→ SELECTED EXCERPT:
7. On the question raised by Mr. Gupta regarding what should be the relevant date for assessing the expenses of restoration of property under Clause (iv), we are clearly of the view that the relevant date is when the requirement to assess arises and not either the date of requisition or the date when demolition, may have been carried out. In that view we find support in the unreported judgment of a Division Bench (S. K. Chakravarti and S. K. Datta, JJ.) delivered on 12-6-1970 in F. A. No. 264 of 1959 (Union of India v. Akbar Ali). We fully agree with the reasons appearing in that judgment, but we do not discuss those in detail in this case for the reason that we will discuss immediately.
8. While we are of the view that Mr. Gupta's contention in this respect is correct and Mr. Dhar's contention must be rejected, for proper understanding of the provisions of Clause (iv), not only the preceding Clause (iii) need be kept in view, but also provisions in Sections 6, 7 & 8 as a whole need be considered. Devoting that consideration and upon hearing both Mr. Gupta and Mr. Dhar, we have reached a conclusion that for proper disposal of this appeal a question of great importance more fundamental than the question of relevant date for calculation of expenses of restoration arises directly in this case.

→ DATASET:
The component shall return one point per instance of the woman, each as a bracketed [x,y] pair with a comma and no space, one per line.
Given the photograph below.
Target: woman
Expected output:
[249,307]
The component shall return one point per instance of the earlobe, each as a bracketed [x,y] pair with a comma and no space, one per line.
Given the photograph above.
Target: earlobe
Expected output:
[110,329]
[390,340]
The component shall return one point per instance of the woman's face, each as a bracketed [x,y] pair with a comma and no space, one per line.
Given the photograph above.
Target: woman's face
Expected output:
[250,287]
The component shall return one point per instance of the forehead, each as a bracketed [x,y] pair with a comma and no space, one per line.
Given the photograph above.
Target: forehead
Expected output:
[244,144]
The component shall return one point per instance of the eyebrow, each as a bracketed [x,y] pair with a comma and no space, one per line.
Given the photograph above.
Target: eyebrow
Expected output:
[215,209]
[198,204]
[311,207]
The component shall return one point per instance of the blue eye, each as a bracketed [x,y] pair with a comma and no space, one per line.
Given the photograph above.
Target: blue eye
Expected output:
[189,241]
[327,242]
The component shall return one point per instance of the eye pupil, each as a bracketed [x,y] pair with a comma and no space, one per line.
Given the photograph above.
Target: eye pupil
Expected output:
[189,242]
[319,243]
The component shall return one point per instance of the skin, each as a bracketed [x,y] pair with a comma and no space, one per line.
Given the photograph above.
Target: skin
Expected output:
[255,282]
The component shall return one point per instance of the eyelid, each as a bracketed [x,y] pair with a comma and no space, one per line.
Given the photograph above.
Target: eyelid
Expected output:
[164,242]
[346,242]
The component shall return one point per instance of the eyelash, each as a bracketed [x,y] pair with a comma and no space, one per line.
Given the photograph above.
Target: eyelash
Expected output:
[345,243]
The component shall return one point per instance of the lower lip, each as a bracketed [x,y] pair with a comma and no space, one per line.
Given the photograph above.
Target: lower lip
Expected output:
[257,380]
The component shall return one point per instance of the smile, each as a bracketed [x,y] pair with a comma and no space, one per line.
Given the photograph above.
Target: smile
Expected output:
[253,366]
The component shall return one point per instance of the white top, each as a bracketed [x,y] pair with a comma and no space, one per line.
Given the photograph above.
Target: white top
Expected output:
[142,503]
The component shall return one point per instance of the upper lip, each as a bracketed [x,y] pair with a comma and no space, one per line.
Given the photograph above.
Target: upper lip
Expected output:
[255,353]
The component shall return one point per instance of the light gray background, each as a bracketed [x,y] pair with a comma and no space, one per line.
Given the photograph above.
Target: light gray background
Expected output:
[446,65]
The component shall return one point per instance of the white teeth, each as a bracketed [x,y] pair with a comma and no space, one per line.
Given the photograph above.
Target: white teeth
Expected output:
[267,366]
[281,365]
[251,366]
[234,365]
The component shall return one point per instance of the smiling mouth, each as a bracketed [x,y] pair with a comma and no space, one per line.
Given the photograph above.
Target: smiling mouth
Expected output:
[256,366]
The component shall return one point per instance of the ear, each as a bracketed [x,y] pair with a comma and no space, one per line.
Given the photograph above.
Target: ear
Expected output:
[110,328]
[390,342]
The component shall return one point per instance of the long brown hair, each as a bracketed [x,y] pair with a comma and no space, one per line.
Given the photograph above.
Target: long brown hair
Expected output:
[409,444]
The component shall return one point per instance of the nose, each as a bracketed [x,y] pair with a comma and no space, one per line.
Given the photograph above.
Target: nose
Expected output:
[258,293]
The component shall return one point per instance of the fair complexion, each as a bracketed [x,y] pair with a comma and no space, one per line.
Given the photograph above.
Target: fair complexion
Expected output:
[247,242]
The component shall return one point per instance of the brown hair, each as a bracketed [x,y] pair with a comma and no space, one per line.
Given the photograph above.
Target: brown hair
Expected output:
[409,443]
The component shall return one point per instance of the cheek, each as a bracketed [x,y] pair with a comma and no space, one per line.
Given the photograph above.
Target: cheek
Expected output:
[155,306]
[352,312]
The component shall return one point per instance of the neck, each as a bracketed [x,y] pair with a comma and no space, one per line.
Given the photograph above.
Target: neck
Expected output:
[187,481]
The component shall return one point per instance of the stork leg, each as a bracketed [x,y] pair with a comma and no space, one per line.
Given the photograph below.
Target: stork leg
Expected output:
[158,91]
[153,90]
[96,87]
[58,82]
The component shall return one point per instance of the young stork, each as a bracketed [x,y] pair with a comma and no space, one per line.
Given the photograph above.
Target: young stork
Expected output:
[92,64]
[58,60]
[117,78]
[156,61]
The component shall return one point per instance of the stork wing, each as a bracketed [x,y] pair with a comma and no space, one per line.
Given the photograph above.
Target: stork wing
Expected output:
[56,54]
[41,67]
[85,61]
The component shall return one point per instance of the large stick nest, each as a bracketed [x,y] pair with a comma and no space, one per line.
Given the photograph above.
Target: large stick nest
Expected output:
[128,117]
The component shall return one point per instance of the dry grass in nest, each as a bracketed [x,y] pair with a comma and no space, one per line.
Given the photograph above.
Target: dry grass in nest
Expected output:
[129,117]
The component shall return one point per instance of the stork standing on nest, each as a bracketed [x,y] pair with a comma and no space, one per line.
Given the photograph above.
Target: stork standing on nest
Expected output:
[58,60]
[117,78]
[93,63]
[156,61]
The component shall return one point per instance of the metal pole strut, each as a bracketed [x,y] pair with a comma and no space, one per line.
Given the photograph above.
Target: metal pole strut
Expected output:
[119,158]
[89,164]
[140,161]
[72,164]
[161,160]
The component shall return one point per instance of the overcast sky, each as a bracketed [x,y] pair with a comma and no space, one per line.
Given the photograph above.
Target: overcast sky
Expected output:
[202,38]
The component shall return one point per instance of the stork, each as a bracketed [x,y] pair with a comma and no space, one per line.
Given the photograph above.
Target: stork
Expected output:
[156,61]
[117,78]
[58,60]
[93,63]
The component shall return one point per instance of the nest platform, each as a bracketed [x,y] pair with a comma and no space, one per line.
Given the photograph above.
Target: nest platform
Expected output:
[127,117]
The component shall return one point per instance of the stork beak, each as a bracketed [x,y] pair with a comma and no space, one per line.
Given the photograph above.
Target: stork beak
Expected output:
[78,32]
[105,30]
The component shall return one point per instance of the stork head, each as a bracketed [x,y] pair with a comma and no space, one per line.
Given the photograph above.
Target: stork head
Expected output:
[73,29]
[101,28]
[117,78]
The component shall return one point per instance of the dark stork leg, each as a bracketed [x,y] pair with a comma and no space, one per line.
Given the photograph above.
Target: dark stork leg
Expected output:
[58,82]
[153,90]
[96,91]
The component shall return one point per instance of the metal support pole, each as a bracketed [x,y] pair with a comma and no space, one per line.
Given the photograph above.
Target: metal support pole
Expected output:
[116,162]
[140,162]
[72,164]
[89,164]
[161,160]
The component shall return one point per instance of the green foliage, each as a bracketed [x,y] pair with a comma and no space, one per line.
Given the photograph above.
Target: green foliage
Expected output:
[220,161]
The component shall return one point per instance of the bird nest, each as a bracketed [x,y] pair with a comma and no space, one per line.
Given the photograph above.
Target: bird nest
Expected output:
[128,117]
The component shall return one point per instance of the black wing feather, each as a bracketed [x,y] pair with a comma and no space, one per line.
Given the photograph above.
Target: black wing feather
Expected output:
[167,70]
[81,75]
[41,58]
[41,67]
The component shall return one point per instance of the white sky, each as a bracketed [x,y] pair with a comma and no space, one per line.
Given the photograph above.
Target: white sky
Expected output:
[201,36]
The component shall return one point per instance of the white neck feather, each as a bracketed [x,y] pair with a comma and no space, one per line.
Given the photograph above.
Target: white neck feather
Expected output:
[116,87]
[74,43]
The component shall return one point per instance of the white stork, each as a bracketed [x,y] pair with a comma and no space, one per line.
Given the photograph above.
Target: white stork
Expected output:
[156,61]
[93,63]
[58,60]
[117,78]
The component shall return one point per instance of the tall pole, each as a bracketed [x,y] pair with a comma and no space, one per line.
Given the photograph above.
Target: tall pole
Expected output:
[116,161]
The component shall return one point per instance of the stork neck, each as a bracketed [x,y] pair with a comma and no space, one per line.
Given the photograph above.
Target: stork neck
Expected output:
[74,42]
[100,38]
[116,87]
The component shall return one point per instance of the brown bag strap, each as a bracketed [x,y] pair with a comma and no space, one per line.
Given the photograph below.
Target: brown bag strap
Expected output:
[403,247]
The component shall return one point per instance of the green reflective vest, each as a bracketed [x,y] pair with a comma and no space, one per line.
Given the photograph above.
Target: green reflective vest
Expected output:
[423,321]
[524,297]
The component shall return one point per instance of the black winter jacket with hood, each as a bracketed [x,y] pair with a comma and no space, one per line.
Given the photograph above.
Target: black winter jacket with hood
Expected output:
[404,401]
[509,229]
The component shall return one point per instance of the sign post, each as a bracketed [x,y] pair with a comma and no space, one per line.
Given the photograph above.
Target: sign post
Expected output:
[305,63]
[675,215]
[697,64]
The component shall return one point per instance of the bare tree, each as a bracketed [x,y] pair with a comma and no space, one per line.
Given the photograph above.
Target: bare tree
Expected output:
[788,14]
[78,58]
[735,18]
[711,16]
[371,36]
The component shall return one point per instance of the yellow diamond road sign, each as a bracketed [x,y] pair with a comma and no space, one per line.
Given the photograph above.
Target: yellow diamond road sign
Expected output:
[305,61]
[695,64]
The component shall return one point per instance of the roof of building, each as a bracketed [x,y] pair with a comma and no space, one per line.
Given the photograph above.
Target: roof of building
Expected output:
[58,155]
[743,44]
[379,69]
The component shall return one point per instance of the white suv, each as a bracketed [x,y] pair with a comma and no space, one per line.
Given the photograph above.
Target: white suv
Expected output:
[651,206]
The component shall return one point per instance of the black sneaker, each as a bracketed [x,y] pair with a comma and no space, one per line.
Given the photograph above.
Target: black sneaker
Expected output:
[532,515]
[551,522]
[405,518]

→ PROBLEMS TO SOLVE:
1) Answer these from the judgment excerpt:
(a) What date does the court hold is the relevant date for assessing the expenses of restoration under Clause (iv)?
(b) On what date was the unreported Division Bench judgment in F. A. No. 264 of 1959 delivered?
(c) Besides Clause (iii), which sections does the court say need to be considered as a whole?
2) Translate this sentence from the judgment excerpt into Spanish: "We fully agree with the reasons appearing in that judgment, but we do not discuss those in detail in this case for the reason that we will discuss immediately."
3) Quote the judgment excerpt from "7. On the question" through "will discuss immediately.", with both of those included.

→ TASK SOLUTIONS:
1)
(a) The date when the requirement to assess arises.
(b) 12-6-1970.
(c) Sections 6, 7 & 8.

2) Estamos plenamente de acuerdo con las razones expuestas en esa sentencia, pero no las analizamos en detalle en este caso por la razón que analizaremos de inmediato.

3)
7. On the question raised by Mr. Gupta regarding what should be the relevant date for assessing the expenses of restoration of property under Clause (iv), we are clearly of the view that the relevant date is when the requirement to assess arises and not either the date of requisition or the date when demolition, may have been carried out. In that view we find support in the unreported judgment of a Division Bench (S. K. Chakravarti and S. K. Datta, JJ.) delivered on 12-6-1970 in F. A. No. 264 of 1959 (Union of India v. Akbar Ali). We fully agree with the reasons appearing in that judgment, but we do not discuss those in detail in this case for the reason that we will discuss immediately.